Trecho selecionado:

------------------------

Ao longo da minha carreira de 30 anos na indústria automobilística, aprendi algumas coisas. Três assuntos sempre geram polêmica — e todo mundo acha que é especialista. Todo mundo se julga autoridade em nomes, cores e design. E o curioso é que, nesses três temas, qualquer coisa que fuja um pouco do senso comum, que desafie o marasmo das massas ou que tenha um pouco mais de personalidade, inevitavelmente vira alvo de críticas. Às vezes, chegam até a decretar a morte de marcas que ousam mais.
O resultado disso são carros de massa cada vez mais parecidos, feitos para não desagradar ninguém. Produtos sem “carronalidade”, como diria meu amigo e editor do AE desde os primórdios, Juvenal Jorge.

------------------------

Material exibido:

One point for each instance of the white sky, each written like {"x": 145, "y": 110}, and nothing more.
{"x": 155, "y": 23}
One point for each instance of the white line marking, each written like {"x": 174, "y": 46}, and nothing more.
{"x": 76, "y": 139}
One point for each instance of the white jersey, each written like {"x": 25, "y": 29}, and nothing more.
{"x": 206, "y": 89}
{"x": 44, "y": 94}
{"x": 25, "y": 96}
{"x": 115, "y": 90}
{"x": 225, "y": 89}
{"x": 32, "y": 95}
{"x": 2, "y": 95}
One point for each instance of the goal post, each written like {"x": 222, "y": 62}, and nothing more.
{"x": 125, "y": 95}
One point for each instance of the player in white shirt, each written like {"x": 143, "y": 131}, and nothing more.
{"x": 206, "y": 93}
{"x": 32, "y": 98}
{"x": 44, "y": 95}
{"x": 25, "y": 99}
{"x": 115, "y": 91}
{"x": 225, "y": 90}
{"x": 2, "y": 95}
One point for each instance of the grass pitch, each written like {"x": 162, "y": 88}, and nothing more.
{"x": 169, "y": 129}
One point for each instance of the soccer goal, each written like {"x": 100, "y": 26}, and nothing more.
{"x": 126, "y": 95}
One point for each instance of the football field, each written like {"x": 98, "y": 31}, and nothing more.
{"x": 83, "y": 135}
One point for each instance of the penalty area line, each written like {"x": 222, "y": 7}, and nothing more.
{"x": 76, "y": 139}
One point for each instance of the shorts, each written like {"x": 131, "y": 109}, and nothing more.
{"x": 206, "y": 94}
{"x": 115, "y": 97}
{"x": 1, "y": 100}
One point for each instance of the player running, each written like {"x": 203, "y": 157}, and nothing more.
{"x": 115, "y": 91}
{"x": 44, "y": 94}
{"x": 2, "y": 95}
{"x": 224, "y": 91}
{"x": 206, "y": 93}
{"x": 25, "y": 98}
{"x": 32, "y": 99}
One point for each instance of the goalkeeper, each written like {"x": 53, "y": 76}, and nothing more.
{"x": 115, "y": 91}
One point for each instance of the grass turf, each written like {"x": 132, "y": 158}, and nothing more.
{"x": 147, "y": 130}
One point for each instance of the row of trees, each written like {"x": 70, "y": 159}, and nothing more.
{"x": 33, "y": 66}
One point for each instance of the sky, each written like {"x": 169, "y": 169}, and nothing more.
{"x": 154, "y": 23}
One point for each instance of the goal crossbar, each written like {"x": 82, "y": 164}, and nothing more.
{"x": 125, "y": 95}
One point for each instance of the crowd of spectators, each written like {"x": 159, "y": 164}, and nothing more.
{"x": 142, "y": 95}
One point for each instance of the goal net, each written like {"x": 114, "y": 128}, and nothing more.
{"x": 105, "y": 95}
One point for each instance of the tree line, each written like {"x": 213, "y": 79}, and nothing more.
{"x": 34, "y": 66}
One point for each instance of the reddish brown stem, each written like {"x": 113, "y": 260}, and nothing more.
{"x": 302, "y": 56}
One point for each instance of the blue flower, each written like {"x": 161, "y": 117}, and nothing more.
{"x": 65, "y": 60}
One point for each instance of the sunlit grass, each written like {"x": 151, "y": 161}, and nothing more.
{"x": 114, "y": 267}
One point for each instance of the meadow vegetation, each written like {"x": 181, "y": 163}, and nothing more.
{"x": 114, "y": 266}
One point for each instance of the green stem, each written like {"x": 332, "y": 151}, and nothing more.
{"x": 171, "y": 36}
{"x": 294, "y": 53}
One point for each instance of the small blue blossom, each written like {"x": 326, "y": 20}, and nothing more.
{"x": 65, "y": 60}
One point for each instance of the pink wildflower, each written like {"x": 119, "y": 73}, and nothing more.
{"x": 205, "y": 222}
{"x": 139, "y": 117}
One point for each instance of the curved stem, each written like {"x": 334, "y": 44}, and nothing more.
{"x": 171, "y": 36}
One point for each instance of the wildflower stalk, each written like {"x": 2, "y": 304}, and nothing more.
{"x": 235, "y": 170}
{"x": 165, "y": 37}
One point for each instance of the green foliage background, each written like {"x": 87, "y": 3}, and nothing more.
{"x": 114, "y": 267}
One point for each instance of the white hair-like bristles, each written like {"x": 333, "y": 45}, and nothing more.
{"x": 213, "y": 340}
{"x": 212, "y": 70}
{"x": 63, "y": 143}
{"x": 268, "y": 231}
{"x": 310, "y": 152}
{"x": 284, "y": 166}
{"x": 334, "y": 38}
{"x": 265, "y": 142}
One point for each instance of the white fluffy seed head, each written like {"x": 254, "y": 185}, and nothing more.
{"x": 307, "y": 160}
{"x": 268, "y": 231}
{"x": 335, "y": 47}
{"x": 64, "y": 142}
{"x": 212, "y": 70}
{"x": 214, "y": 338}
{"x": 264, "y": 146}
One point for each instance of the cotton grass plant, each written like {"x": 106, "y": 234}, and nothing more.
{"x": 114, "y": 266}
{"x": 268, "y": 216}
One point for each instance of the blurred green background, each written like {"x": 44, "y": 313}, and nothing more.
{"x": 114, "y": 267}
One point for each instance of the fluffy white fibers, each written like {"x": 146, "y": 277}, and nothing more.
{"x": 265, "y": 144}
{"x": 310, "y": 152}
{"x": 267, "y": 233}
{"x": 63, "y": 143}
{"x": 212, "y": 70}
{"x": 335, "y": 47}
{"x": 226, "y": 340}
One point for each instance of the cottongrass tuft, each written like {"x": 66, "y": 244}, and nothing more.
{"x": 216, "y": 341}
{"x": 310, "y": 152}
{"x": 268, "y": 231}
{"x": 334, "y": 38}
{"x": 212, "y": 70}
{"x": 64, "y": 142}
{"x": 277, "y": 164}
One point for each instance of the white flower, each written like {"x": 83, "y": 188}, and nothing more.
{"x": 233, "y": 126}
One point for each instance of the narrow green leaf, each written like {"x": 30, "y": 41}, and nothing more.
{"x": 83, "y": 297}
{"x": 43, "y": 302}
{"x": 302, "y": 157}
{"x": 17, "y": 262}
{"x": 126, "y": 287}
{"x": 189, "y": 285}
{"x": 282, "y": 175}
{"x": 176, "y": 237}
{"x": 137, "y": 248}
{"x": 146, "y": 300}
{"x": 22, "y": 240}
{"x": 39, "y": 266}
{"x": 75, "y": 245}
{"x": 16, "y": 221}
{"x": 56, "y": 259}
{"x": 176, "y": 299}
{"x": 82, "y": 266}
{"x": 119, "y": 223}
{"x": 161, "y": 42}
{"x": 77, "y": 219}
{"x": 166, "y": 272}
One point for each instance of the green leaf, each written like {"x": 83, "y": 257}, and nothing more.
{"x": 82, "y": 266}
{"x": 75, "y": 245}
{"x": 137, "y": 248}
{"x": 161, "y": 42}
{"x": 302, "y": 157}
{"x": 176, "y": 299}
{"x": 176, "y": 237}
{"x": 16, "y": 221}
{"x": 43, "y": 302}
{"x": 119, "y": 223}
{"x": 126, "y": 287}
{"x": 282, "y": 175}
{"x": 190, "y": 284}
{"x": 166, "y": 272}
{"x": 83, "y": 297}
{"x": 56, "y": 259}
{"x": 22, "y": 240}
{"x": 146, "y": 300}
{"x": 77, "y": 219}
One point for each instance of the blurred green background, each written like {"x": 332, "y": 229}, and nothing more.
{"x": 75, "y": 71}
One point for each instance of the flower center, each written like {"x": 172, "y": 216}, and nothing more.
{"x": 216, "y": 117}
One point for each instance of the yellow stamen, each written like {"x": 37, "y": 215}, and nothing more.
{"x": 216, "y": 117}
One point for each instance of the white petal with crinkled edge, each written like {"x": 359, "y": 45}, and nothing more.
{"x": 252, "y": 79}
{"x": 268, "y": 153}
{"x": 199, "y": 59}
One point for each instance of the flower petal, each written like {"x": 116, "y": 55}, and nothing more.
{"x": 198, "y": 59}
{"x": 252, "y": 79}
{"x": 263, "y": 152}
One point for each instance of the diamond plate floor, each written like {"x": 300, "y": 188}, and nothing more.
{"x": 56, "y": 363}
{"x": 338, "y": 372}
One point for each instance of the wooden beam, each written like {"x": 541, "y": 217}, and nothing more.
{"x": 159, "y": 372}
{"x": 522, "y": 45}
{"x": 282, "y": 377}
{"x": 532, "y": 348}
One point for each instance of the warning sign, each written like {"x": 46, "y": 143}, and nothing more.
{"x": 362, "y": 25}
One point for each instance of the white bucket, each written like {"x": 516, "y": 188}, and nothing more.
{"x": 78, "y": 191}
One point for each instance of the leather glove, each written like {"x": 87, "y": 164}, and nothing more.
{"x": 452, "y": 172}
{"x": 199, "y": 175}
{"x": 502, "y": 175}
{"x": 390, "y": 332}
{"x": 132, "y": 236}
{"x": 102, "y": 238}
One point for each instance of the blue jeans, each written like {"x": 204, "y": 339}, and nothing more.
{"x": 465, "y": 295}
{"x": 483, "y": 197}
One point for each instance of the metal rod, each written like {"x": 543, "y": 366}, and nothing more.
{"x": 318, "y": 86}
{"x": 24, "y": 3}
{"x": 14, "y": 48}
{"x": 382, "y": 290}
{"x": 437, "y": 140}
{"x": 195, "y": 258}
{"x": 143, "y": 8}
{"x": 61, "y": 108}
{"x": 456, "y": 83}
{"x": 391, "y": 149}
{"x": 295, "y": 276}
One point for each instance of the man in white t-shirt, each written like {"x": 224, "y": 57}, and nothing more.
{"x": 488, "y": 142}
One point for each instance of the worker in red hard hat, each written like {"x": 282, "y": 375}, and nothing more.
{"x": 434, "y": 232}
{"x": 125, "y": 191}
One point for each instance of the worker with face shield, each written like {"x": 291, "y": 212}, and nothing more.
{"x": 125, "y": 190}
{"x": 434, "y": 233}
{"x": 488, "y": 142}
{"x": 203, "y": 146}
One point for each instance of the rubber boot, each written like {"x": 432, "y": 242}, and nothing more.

------------------------

Instruções:
1. Reproduza o texto sobre a indústria automobilística de "Ao longo da" a "que ousam mais.".
2. De acordo com o texto sobre a indústria automobilística, quais são os três assuntos que sempre geram polêmica?
3. Dê continuidade ao texto sobre a indústria automobilística a partir de onde ele para.

Respostas:
1.
Ao longo da minha carreira de 30 anos na indústria automobilística, aprendi algumas coisas. Três assuntos sempre geram polêmica — e todo mundo acha que é especialista. Todo mundo se julga autoridade em nomes, cores e design. E o curioso é que, nesses três temas, qualquer coisa que fuja um pouco do senso comum, que desafie o marasmo das massas ou que tenha um pouco mais de personalidade, inevitavelmente vira alvo de críticas. Às vezes, chegam até a decretar a morte de marcas que ousam mais.

2. Nomes, cores e design.

3.
Mas encontrar esse ponto de equilíbrio entre inovação e evolução — sem causar uma disrupção visual — não é simples. E, sim, às vezes o limite do aceitável é ultrapassado. Especificamente em relação ao design, vejo uma ansiedade enorme por parte das pessoas em emitir opinião. E não é só isso: querem cravar um veredito. Muitas vezes sem sequer terem visto o carro ao vivo. E isso, no mundo das redes sociais, é um combustível altamente inflamável.
O que os grandes “entendidos” sobre design muitas vezes não percebem é que os designers profissionais estão sempre, no mínimo, cinco anos à frente. São eles que criam tendências, que definem os caminhos visuais e estratégicos das marcas. Quando algo mais ousado surge, os especialistas de plantão não dão tempo para que o design amadureça ou seja compreendido. É por isso que eu nunca formo uma opinião definitiva sobre um design ousado na primeira impressão. Não carimbo “aprovado” ou “reprovado” antes de alguns meses de observação. Gosto de ver como a linguagem se desenvolve, como o carro se comporta no ambiente real, como ele interage com a paisagem urbana, como as suas linhas se assentam na minha percepção espacial.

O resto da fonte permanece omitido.